(Data entries)

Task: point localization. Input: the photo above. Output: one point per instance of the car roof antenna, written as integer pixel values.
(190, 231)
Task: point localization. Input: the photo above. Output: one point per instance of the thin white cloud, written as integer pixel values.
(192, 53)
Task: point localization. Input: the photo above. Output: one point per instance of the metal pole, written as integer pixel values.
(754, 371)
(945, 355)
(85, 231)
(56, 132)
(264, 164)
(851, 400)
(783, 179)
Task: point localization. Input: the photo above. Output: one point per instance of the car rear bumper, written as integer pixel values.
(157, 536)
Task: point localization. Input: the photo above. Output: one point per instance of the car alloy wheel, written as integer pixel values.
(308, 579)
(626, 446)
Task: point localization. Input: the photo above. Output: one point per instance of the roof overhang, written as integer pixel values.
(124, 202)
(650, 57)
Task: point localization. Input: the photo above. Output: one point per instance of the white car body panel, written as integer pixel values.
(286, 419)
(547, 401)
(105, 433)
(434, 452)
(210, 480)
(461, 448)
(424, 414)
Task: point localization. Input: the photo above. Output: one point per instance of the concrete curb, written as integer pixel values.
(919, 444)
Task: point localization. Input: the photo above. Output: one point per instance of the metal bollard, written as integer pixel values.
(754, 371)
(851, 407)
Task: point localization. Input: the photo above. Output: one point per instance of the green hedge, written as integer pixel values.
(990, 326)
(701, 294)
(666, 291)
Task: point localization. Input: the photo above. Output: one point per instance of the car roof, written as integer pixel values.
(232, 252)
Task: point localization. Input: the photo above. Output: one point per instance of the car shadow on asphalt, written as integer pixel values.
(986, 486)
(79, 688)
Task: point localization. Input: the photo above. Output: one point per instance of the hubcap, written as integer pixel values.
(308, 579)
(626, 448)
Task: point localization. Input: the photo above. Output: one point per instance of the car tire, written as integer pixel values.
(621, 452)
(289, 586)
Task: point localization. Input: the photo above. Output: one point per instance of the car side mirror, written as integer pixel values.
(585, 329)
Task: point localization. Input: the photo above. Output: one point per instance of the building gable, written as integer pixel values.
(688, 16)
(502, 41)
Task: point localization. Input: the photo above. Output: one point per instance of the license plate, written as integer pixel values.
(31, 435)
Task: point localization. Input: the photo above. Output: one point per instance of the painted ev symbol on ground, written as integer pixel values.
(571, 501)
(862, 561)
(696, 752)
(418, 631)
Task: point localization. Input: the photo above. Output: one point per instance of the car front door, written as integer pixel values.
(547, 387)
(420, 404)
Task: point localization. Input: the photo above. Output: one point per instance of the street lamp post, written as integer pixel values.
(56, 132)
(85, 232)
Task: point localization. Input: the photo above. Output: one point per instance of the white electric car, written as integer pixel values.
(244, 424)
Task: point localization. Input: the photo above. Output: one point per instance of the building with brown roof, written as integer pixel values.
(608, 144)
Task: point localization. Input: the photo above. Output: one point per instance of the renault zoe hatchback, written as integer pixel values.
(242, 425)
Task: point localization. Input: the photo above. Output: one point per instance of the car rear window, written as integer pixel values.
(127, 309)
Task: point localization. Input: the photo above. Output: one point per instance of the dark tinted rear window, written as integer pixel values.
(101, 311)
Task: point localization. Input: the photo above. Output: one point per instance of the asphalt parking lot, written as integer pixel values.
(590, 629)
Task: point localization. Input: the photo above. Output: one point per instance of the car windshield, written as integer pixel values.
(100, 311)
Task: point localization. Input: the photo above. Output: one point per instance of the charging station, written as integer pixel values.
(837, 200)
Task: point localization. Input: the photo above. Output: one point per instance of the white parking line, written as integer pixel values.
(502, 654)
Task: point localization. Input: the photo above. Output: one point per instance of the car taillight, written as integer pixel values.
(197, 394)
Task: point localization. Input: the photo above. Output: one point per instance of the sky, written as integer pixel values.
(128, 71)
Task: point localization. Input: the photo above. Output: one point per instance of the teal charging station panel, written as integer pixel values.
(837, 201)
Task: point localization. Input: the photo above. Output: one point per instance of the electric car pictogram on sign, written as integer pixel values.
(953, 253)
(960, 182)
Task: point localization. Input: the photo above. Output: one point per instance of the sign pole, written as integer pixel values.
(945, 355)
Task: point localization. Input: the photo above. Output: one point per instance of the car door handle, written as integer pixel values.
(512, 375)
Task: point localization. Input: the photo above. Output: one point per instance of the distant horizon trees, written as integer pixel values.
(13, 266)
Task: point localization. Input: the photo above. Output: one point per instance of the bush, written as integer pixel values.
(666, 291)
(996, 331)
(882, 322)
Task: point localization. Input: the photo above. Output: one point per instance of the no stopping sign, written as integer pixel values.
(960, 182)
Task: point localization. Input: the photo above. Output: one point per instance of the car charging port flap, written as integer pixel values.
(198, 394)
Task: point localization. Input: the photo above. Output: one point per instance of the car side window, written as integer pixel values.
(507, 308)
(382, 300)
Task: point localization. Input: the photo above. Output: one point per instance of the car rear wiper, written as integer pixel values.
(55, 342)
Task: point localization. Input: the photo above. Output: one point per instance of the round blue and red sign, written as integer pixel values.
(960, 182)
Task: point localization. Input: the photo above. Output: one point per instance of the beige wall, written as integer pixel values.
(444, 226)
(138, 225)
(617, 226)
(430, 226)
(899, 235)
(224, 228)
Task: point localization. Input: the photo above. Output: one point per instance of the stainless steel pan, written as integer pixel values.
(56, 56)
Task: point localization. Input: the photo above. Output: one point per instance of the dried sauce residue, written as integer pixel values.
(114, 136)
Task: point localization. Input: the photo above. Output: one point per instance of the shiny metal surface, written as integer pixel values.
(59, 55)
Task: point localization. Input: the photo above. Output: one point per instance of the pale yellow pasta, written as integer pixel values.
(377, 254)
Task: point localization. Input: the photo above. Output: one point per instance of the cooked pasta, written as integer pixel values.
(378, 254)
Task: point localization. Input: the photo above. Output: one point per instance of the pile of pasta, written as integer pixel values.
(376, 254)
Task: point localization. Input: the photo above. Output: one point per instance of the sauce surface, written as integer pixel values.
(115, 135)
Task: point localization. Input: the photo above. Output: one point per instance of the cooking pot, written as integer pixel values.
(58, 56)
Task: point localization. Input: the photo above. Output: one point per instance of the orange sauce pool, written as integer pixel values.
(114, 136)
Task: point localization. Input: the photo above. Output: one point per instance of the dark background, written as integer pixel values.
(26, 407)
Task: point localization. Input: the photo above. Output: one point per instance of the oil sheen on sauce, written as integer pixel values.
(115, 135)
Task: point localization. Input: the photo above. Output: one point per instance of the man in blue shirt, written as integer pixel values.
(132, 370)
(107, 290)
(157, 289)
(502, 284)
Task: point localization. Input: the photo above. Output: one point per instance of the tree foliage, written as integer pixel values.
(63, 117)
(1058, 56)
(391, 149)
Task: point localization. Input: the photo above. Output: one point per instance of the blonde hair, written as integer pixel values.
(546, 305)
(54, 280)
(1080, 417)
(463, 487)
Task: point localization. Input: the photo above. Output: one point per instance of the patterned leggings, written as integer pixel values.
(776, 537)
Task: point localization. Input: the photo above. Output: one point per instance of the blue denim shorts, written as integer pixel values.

■ **What the task requires**
Copy the data from the line containing "hair, written as integer pixel values." through the end of the data, requests included, and shift the answers by adding -6 to every pixel coordinate value.

■ **Response to this exercise**
Task: point localization. Input: the photo above. Output: one point per instance of the blonde hair, written as integer pixel values.
(540, 299)
(48, 274)
(1074, 411)
(457, 481)
Task: point localization. Input: the photo above. Output: one point per instance of the patterned leggings, written as integer pixel values.
(770, 531)
Task: point localization. Input: the photo above. Output: one point per instance of the blue denim shorts, written as integer pixel values.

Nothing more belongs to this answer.